Text passage:
══════════════════════════════

ACM MM’20: Relevance-Based Compression of Cataract Surgery Videos Using Convolutional Neural Networks
ACM International Conference on Multimedia 2020, Seattle, United States.
Negin Ghamsarian (Alpen-Adria-Universität Klagenfurt), Hadi Amirpour (Alpen-Adria-Universität Klagenfurt), Christian Timmerer (Alpen-Adria-Universität Klagenfurt, Bitmovin), Mario Taschwer (Alpen-Adria-Universität Klagenfurt), and Klaus Schöffmann (Alpen-Adria-Universität Klagenfurt)
Abstract: Recorded cataract surgery videos play a prominent role in training and investigating the surgery, and enhancing the surgical outcomes. Due to storage limitations in hospitals, however, the recorded cataract surgeries are deleted after a short time and this precious source of information cannot be fully utilized. Lowering the quality to reduce the required storage space is not advisable since the degraded visual quality results in the loss of relevant information that limits the usage of these videos. To address this problem, we propose a relevance-based compression technique consisting of two modules: (i) relevance detection, which uses neural networks for semantic segmentation and classification of the videos to detect relevant spatio-temporal information, and (ii) content-adaptive compression, which restricts the amount of distortion applied to the relevant content while allocating less bitrate to irrelevant content. The proposed relevance-based compression framework is implemented considering five scenarios based on the definition of relevant information from the target audience’s perspective. Experimental results demonstrate the capability of the proposed approach in relevance detection. We further show that the proposed approach can achieve high compression efficiency by abstracting substantial redundant information while retaining the high quality of the relevant content.
Keywords: Video Coding, Convolutional Neural Networks, HEVC, ROI Detection, Medical Multimedia.

══════════════════════════════

Provided data:
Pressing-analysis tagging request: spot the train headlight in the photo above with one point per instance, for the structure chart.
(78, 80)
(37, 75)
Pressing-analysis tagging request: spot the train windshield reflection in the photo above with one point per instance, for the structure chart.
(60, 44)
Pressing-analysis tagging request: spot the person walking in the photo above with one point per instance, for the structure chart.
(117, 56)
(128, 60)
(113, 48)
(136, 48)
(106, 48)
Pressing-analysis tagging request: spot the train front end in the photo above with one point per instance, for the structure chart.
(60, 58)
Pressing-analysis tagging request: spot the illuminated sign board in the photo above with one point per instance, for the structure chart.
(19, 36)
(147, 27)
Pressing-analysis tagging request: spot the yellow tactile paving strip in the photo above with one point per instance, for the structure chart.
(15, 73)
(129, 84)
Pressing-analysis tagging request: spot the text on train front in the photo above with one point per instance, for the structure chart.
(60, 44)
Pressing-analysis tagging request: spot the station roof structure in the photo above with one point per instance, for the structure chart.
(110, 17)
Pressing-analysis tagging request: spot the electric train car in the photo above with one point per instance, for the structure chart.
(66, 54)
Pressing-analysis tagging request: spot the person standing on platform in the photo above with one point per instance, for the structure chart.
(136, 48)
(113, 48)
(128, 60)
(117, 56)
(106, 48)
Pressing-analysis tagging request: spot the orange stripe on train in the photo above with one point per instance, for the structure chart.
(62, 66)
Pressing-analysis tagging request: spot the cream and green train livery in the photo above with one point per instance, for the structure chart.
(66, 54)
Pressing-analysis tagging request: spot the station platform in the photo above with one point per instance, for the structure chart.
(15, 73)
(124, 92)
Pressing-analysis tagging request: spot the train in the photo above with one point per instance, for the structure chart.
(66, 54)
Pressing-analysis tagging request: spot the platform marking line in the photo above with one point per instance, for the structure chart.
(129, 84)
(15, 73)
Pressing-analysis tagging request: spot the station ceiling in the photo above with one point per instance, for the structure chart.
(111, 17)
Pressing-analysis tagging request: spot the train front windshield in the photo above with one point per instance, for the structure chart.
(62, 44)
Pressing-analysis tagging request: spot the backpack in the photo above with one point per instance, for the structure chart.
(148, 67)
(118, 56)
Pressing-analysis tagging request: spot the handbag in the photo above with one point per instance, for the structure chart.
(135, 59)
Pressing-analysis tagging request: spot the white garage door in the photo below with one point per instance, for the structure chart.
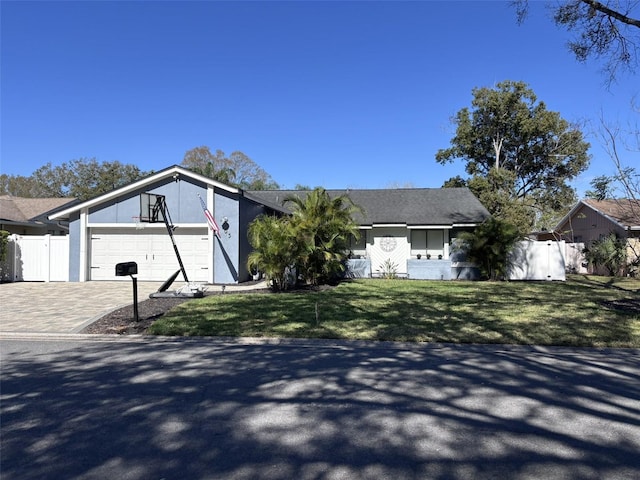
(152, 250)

══════════════════════════════

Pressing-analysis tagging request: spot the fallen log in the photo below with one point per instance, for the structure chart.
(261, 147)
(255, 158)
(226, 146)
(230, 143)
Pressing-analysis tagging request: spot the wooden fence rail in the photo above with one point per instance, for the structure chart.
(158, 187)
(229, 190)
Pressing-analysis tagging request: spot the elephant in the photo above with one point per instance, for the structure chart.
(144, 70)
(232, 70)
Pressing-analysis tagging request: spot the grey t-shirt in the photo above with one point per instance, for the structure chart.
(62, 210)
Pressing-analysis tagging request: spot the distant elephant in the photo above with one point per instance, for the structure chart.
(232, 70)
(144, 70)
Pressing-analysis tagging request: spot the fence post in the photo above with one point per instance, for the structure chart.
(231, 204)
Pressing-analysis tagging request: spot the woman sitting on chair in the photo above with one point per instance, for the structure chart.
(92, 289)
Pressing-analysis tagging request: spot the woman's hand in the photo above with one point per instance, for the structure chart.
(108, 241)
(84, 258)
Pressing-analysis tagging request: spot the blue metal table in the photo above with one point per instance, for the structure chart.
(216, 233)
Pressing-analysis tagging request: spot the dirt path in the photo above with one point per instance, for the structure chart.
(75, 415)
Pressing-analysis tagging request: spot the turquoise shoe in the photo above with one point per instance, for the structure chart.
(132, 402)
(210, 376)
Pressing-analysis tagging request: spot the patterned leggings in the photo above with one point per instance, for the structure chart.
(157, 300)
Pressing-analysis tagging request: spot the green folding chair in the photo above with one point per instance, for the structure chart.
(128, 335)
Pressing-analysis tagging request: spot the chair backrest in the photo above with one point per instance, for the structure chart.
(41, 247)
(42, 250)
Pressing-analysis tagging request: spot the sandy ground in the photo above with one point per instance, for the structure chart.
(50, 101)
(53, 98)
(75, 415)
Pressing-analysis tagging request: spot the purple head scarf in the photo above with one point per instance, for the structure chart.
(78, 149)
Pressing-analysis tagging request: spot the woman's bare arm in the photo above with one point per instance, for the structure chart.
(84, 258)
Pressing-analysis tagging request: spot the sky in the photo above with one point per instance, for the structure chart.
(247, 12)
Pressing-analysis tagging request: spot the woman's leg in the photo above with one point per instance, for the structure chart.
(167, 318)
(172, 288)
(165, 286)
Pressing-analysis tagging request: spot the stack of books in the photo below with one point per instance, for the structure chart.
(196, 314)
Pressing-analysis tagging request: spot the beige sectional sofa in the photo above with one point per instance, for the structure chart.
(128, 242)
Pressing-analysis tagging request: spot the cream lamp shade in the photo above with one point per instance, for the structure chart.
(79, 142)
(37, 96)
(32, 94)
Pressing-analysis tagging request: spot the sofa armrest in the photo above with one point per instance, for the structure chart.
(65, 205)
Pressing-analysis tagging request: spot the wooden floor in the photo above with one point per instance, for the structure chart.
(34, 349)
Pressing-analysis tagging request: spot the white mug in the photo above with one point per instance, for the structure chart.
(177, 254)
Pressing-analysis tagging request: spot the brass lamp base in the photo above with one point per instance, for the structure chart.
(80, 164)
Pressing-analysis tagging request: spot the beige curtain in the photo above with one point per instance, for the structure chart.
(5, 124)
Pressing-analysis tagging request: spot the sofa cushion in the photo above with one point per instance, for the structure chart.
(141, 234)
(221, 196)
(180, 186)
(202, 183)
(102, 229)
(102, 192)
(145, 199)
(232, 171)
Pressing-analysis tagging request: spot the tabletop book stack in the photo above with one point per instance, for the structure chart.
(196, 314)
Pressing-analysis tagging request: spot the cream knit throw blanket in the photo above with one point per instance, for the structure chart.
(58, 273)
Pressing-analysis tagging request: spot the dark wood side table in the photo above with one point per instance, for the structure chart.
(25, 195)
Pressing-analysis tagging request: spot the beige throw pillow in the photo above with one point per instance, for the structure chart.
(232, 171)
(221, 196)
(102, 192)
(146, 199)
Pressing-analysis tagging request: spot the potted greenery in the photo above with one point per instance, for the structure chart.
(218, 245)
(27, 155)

══════════════════════════════

Actions to take:
[1] Repeat the stretch of the cataract video compression paper from "ACM MM’20: Relevance-Based" through "Schöffmann (Alpen-Adria-Universität Klagenfurt)" word for word.
[2] Answer these questions using the cataract video compression paper:
(a) In which city and country was the conference held?
(b) What are the two modules of the proposed compression technique?
(c) How many scenarios was the framework implemented with?
The data above comes from a separate source.

Per-task answers:
[1]
ACM MM’20: Relevance-Based Compression of Cataract Surgery Videos Using Convolutional Neural Networks
ACM International Conference on Multimedia 2020, Seattle, United States.
Negin Ghamsarian (Alpen-Adria-Universität Klagenfurt), Hadi Amirpour (Alpen-Adria-Universität Klagenfurt), Christian Timmerer (Alpen-Adria-Universität Klagenfurt, Bitmovin), Mario Taschwer (Alpen-Adria-Universität Klagenfurt), and Klaus Schöffmann (Alpen-Adria-Universität Klagenfurt)

[2]
(a) Seattle, United States.
(b) Relevance detection and content-adaptive compression.
(c) Five.